- _THE REQUEST_: Please carry on the essay about Namik Kemal's constitutional liberalism, starting right after its final sentence.

- _ARTICLE_:

Namik Kemal’s Constitutional Liberalism: Sovereignty, Justice and the Critique of the Tanzimat
H. Ozan Ozavci
The truth is in our [country] we [the people] are the sovereign, we all have the right to participate in government. But we delivered to the [Ottoman dynasty] the right to govern with a legitimate bi’at, … we [only] demand legitimate governance. … I believe that the Ottoman community [Islamic community] … want freedom, but if they forget that this quintessence is a divine favour and seek favour elsewhere, they would derogate their glory and undermine their interests. Since I was born free, why would I agree to abstain [from my rights], why would I silently permit, by accepting their legitimacy, the recurrence of deeds that enslave me?1
General freedom is safeguarded within society because society can provide a preponderant force to secure the individual from aggression on the part of another individual. … Correspondingly, the service rendered by society to the world consists of the invention of such a preponderant force, which is absolutely indispensable for the protection of freedom that the maintenance of humanity is dependent upon. … Just as all individuals have the natural right to exercise their own power, so too aggregate powers naturally belong to all individuals as a whole, and therefore in every community the right to sovereignty belongs to the public.2
[Can] the origins of laws [be found in a principle] which we seek in the universe? Or is it in the human will? The latter cannot be accepted in one form because the human will is either absolutely free or bound by certain limits. If it is absolutely free, no individual would want to acquiesce to the provisions set by other individuals. Nor can they be duly forced into these. If individuals are bound by certain limits, what are these limits? … In our understanding, they consist of the good (husn) and the bad (kubh) created by the ruling [divine] power in nature. Therefore, law refers to the indispensable relations emanating from human nature in accordance with the absolute good.3
The author of these passages, Namik Kemal (1840–88), was an ardent advocate of constitutional monarchy in the late Ottoman Empire. According to Berkes, he was the first Muslim ‘to understand the real essence of liberalism and the meaning of the sovereignty of the people’.4 In Kemal’s view, everyone ought to have the right to participate in government through a constitutional and parliamentary system, because sovereignty belonged to the people. The foundation of the state was constituted by the consent of the people, who possessed inalienable natural rights. Yet by means of a lawful bi’at, which can be defined as ‘a form of allegiance through which the position of the ruler is legitimised’, the right to govern the execution of the government was delegated to the Ottoman dynasty.5 For this dynasty to remain legitimate, it had to ensure that the state was executing its main purpose, that is, the protection of the natural rights of the people through a constitution and a system of checks and balances. A leading member of the constitutionalist Young Ottoman movement, Kemal believed that the survival of the Ottoman Empire was dependent upon the introduction of a new liberal government.

- _SUPPLIED DATA_:
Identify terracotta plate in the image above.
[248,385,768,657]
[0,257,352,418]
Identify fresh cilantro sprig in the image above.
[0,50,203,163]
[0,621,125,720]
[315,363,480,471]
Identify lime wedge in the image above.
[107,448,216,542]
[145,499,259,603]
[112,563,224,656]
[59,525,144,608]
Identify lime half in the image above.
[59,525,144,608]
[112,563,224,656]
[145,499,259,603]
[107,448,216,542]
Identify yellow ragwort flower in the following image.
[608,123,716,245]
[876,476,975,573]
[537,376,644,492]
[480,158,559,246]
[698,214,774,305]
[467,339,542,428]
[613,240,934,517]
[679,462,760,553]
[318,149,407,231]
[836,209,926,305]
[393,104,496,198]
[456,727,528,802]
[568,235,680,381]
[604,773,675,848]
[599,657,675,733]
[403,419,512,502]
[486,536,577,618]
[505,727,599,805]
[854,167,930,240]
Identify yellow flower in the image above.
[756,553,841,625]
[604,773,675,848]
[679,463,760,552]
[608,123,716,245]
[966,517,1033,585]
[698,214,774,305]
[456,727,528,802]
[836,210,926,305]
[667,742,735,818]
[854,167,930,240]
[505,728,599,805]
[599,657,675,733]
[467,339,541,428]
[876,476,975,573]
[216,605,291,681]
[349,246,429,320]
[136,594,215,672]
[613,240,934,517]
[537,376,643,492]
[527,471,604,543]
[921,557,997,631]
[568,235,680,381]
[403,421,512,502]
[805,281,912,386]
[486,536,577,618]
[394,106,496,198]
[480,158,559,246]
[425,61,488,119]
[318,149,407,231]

- _EXERCISE RESULT_:
A prolific writer of influential and highly popular political tracts, plays and poems, in his mid-twenties Namik Kemal became one of the most prominent literati of his time in Istanbul. The originality of his political thought lay in the fact that he sought to reformulate Enlightenment liberalism into an Islamic world view as a hybrid political ideology.6 Moreover, he was an entrepreneur of emotions, addressing his audience’s hearts as much as minds through his enthusiastic poems on liberty, along with his proto-nationalist plays and political tracts. In this emotional sense, Kemal was a romantic liberal. Longing for the introduction of basic natural rights to his motherland, he ardently strove to popularize such liberal ideas as freedom of opinion, freedom of the press and equality, by linking what might prima facie be seen as ‘alien’ Enlightenment doctrines to Islamic political thought and disclosing ‘familiar’ elements (or ‘analogous structures’) in them.
Kemal was a man with a cause. He led with great fervour an intellectual and patriotic campaign against what he held to be predatory Western political and economic encroachments on the late Ottoman world and the cold-blooded rationale of the Tanzimat (Reforms). He believed that these reforms were nothing but Western impositions. His liberalism thus bore features emanating from the political milieu in which he lived and wrote: reactionary, proto-nationalist and protectionist, as well as romantic.
In this chapter, I will seek to address three questions about this romantic Ottoman liberal. Who was Namik Kemal? How did he come to formulate his political thought and become one of the most prominent writers of his time? And how did he seek to synthesize the teachings of the Enlightenment and Islam in his writings?
Namik Kemal’s liberal ideas were born amid the political, economic and moral tensions of a steadily disintegrating empire. Since the late eighteenth century, the increasing Russian threat in the north, mounting secessionist movements by non-Muslims under the influence of the nationalist ideals of the French Revolution and Western powers’ concomitant encroachments had been threatening the territorial integrity and sovereignty of the Ottoman Empire. For security and survival, the Sublime Porte allowed the incorporation of its markets into international trade with free trade treaties in the 1830s. These treaties significantly amplified the privileges of foreigners and stipulated the abolition of all types of monopolies and other mechanisms of economic control, heavily hitting local manufacturers and artisans. Moreover, with the aim of assuring European powers of Ottoman willingness for liberal transformation, an edict was declared in Gülhane Park in 1839. Authored by reform-minded Mustafa Reshid Pasha (1800–48), the edict was a statement of intent granting equality before the law to both Muslims and non-Muslims.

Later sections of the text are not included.